» **TEXTE FOURNI**:

* * * *

Le samedi 6 novembre 2010

QuébecPolitique

Cap sur l’indépendance, et exit la souveraineté-association

La souveraineté-association n’était donc qu’une stratégie pour améliorer la situation des Québécois sans aller jusqu’à l’indépendance

L'indépendance du Québec ]

Par Richard Le Hir

Regardez bien où est situé le Québec et la position privilégiée et stratégique qu’il occupe. Après l’indépendance, s’il n’y a pas d’association, il n’y aura plus de Canada, il sera partagé en deux. Après l’indépendance, c’est le Canada qui nous courra après pour mettre sur pied une association. Sans association, Toronto ne sera qu’un croupion, et l’Ontario une grande banlieue du Michigan. Vous avez vu dans quel état est le Michigan ?

Pour une option qu’on se plait à déclarer moribonde en certains milieux, je suis agréablement surpris de tout l’intérêt qu’elle suscite. Au point que notre classe politique et médiatique est en plein rattrapage.

Hier on parlait dans les rangs du PQ de l’actualisation des études de 1995, ce qui m’a permis tout de suite de préciser, sur la base de l’expérience que j’ai intimement vécue à cette époque, qu’il s’agissait d’une idée parfaitement saugrenue, même si par ailleurs il serait nécessaire de réaliser toute une série d’études, dans une toute autre optique et dans un tout autre cadre.

Aujourd’hui, c’est André Pratte, un militant actif du syndicat des fossoyeurs de l’indépendance du Québec qui sévit à La Presse, financée comme chacun sait en sous-main et à fonds perdus par l’empire Desmarais, qui vient ajouter son grain de sel.

Il commence par me donner raison en indiquant que la reprise de ces études ne nous apprendrait rien que nous ne sachions déjà. Mais chez Pratte, le mensonge côtoie toujours la vérité, question de donner au premier toutes les apparences de la vérité (tout le monde sait qu’il n’est pire mensonge qu’une demie-vérité). Et ici, le mensonge, c’est que ces études, au nombre de 37, auraient toutes été rendues publiques dans les jours qui ont précédé le référendum « Les 37 documents ont finalement été publiés en catastrophe, deux jours avant le début de la campagne référendaire », ce qui est évidemment faux. Les études ont été rendues publiques sur plusieurs mois, même s’il est vrai qu’un petit nombre d’entre elles l’ont été dans les derniers jours.

Si je prends la peine de relever ce mensonge somme toute peu important dans le contexte de l’ensemble de son message, c’est tout simplement pour montrer toutes les libertés qu’il est prêt à prendre avec la vérité dans son combat contre « l’hydre » indépendantiste. André Pratte ne recule pas devant le mensonge. C’est même une arme essentielle de son combat contre nous.

* * * *

» **CONSIGNES**:
a: Repérez toutes les lignes des enregistrements qui contiennent le mot « facade » et recopiez-les en tenant compte de la casse.
b: Prolongez le texte sur l'indépendance du Québec à la suite de sa dernière phrase.
Le texte et les enregistrements n'ont aucun lien entre eux.

» **DONNÉES FOURNIES**:
* * * *

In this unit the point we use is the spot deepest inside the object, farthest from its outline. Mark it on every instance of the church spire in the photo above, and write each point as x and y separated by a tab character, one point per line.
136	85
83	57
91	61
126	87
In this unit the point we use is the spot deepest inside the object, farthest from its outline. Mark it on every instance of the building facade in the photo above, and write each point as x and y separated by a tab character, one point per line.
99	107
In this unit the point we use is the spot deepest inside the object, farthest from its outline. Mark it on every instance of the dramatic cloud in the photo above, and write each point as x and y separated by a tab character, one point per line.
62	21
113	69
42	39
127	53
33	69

* * * *

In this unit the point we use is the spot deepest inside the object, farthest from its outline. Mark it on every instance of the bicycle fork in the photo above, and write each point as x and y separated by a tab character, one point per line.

* * * *

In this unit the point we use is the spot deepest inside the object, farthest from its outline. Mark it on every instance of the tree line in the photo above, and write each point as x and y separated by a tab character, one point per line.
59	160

* * * *

» **RÉPONSES ATTENDUES**:
a:
In this unit the point we use is the spot deepest inside the object, farthest from its outline. Mark it on every instance of the building facade in the photo above, and write each point as x and y separated by a tab character, one point per line.

b:
Cela dit, il s’inquiète (quelle belle sollicitude!) du caractère assez vague du Plan Marois sur « … la forme que prendrait une éventuelle indépendance. Y aurait-il une union monétaire avec le Canada? Un parlement commun? Qu’arriverait-il si les négociations échouaient? Mystère. Devant ce flou considérable, c’est à se demander ce que les experts mandatés par Mme Marois étudieront exactement. »

Il faut d’abord souligner qu’André Pratte n’est pas le seul à s’inquiéter du « flou » des propositions Marois. Un bon nombre d’indépendantistes sont dans le même cas, mais au moins leur inquiétude est-elle sincère. Mais les questions qu’il soulève ont au moins le mérite de nous permettre de liquider un certain nombre de choses qui empoisonnent nos débats depuis fort longtemps, et tout particulièrement la fameuse question de la souveraineté-association.

On se souviendra des débats passionnés qui avaient déchiré dès la fin des années soixante le mouvement indépendantiste sur l’opportunité ou non de proposer aux Québécois une indépendance « dure » ou une version édulcorée de celle-ci qui allait devenir la « souveraineté-association ».

Il faut se replacer dans le contexte de l’époque pour comprendre que l’indépendance apparaissait alors pour la plupart des Québécois comme une option radicale et aventureuse. Conscient de la crainte qu’inspirait alors aux Québécois la perspective de se lancer dans l’indépendance sans filet de sécurité économique et politique, et soucieux de faire malgré tout progresser le Québec dans la bonne direction, René Lévesque et quelques autres autour de lui avaient tricoté sur mesure une option qui permettait, au moins en apparence, de ménager la chèvre et le chou : la souveraineté-association, le trait d’union étant censé montrer aux yeux de tous que l’une n’allait pas sans l’autre.

Si tout le monde peut assez facilement comprendre les craintes économiques qu’inspirait alors l’indépendance dans la mesure où l’économie québécoise était alors beaucoup moins évoluée qu’aujourd’hui et que les francophones étaient alors loin d’avoir l’expérience économique qu’ils ont acquise aujourd’hui, il est en revanche beaucoup plus délicat d’analyser les fondements de l’insécurité des Québécois sur le plan politique.

Aussi difficile la chose soit-elle à accepter pour des esprits indépendants, il y a encore chez certains Québécois un complexe de colonisé qui les porte à accepter la soumission à l’ordre établi, voire même à l’exalter, même si cet ordre les bafoue. C’est la manifestation collective du syndrome de Stockholm qui amène certaines personnes prises en otage ou en captivité à faire cause commune avec leurs bourreaux. Sur le plan collectif, on passe éventuellement de la soumission à l’assimilation.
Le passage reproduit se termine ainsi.